◆ **SOURCE DOCUMENT**:
▽
This is an updated version of a text published as an op-ed in Adresseaviden, 24 April 2020: ‘Afghanistan coronatruet – tikkende smittebomber over grensen’. Translation from Norwegian by Fidotext. The post also appears as part of the PRIO blog series Beyond the COVID Curve. Birgitte Lange is the Secretary General of Save the Children, Norway. Kristian Berg Harpviken is a Researcher at PRIO and member of the board of Save the Children Norway.
In Afghanistan, the number of people infected with the virus is increasing every day. This is bad news for Afghan children, who already live in the world’s most dangerous country.
Politically, Afghanistan is in a very challenging situation. The results of last year’s election are disputed, with two men having claimed the post as the country’s president. At the end of February, the United States and the Taliban signed an agreement providing for the withdrawal of international forces in return for the Taliban’s agreement to prevent international terror groups from operating from Afghan soil. The United States is frustrated about the dispute over the presidency, and has cut this year’s aid funding by USD 1 billion. The dispute is not only an obstacle to peace negotiations, but has also prevented a rapid and effective response to the coronavirus.
△
◆ **INSTRUCTIONS TO FOLLOW**:
Answer these questions using the op-ed:
(a) In which newspaper did the original version appear?
(b) What position does Kristian Berg Harpviken hold at PRIO?
(c) By how much did the United States cut this year's aid funding?
The lines after the op-ed come from a separate source.

◆ **DATA SECTION**:
▽
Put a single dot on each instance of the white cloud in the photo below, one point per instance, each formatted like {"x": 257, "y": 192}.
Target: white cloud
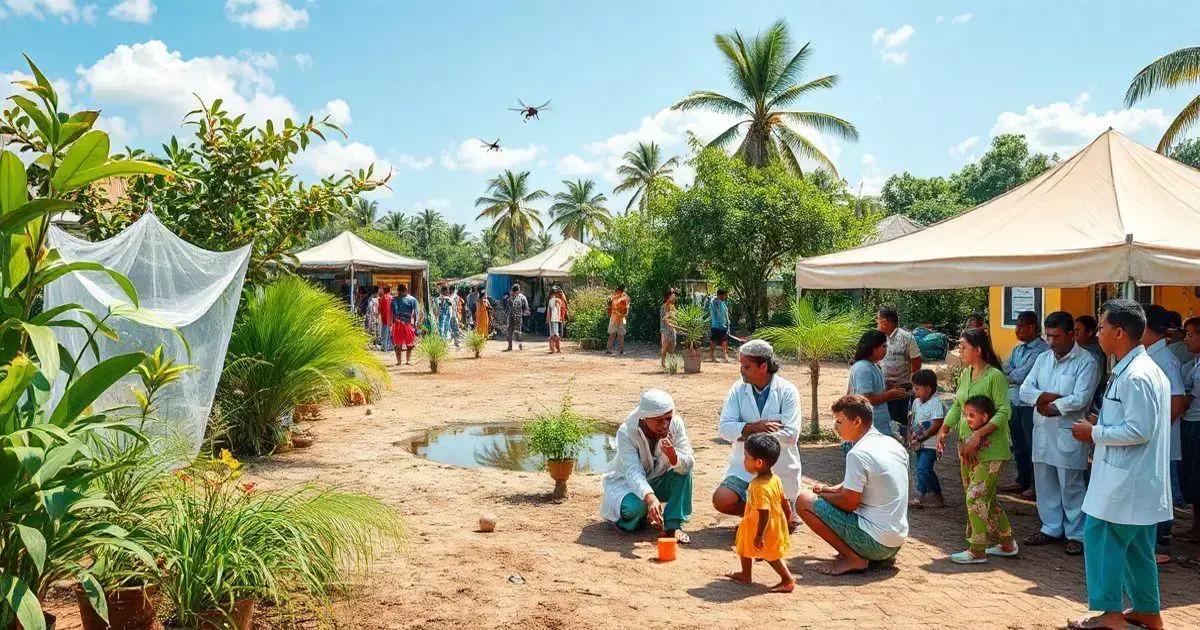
△
◆ **REPLY**:
(a) Adresseaviden
(b) Researcher
(c) USD 1 billion